§ EXERCISE INSTRUCTIONS
Make an exact copy of the entries below with the pictures removed.

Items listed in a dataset

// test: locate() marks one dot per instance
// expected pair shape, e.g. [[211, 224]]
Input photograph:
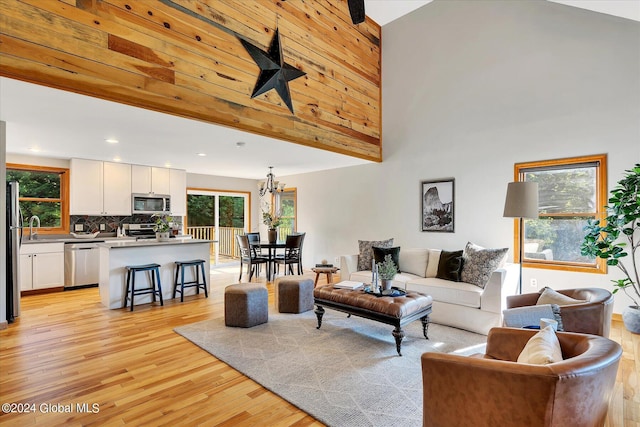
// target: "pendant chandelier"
[[270, 185]]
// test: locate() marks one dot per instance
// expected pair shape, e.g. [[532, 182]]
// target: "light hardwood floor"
[[67, 349]]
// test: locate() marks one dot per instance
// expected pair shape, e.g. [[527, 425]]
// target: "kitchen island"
[[115, 256]]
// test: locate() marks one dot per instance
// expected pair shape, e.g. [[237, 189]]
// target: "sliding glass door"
[[219, 216]]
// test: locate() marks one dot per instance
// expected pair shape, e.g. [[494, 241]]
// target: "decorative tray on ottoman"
[[393, 292]]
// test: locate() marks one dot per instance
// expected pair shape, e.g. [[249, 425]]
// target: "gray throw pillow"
[[479, 263], [365, 256], [449, 265]]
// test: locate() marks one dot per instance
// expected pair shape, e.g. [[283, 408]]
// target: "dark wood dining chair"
[[292, 253], [254, 242], [248, 256]]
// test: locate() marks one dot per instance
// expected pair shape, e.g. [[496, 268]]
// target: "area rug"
[[347, 373]]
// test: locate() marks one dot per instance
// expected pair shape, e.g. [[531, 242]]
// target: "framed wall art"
[[438, 198]]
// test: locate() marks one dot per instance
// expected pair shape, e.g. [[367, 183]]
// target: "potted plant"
[[162, 226], [617, 237], [272, 221], [387, 270]]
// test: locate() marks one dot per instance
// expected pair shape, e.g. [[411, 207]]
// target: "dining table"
[[271, 255]]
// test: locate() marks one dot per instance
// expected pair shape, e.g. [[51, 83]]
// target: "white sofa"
[[458, 304]]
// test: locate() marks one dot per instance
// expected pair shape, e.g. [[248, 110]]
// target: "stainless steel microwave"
[[150, 203]]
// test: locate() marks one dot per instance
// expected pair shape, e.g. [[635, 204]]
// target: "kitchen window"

§ SOLVED PROBLEM
// test: locate() marks one dot per instance
// expected pair shape, e.g. [[211, 224]]
Input photograph:
// target: "pendant chandelier"
[[270, 185]]
// test: locate() marks one dot per instance
// expected pair shape, e.g. [[532, 182]]
// target: "light hardwood floor"
[[67, 349]]
// test: locate() marks one dot per instance
// expected pair shape, e.g. [[527, 425]]
// target: "kitchen island"
[[115, 256]]
// test: locate() marks one dot per instance
// expected pair shape, e.g. [[237, 189]]
// target: "sliding glass door"
[[219, 216]]
// test: locate() marks one dot per instance
// expected pair shape, e.g. [[494, 241]]
// target: "decorative tray on ottoman"
[[393, 292]]
// test: locate() marks one dot per instance
// expected pair shape, e.g. [[249, 425]]
// target: "gray throw pillow"
[[479, 263], [365, 256], [449, 265]]
// test: locate() marks one dot per instance
// expected pair shape, e.g. [[283, 408]]
// target: "dark wood dining chair"
[[292, 253], [254, 242], [248, 256]]
// test: locate() marks one dot per instance
// expected pair shape, e.g. [[496, 268]]
// target: "area rug"
[[347, 373]]
// test: locate() marks one dot per instance
// expected pair shape, e.g. [[531, 242]]
// target: "framed wall art"
[[438, 198]]
// test: locate() marks one dot per instance
// expected pair shape, e.g. [[367, 183]]
// target: "potted plant"
[[162, 226], [617, 237], [272, 221], [387, 270]]
// test: locate() marks one dot per instance
// expected pair shape, e.g. [[411, 207]]
// target: "dining table"
[[271, 255]]
// test: locate() marks one dot per instance
// expected pair shape, e.g. [[51, 83]]
// target: "white sofa"
[[458, 304]]
// test: locate() marks one dot per instance
// expected pair shape, e.g. [[248, 110]]
// target: "stainless steel microwave"
[[150, 203]]
// test: locate() marks one dot per instance
// expected pair shape, e.g. [[635, 204]]
// target: "kitchen window"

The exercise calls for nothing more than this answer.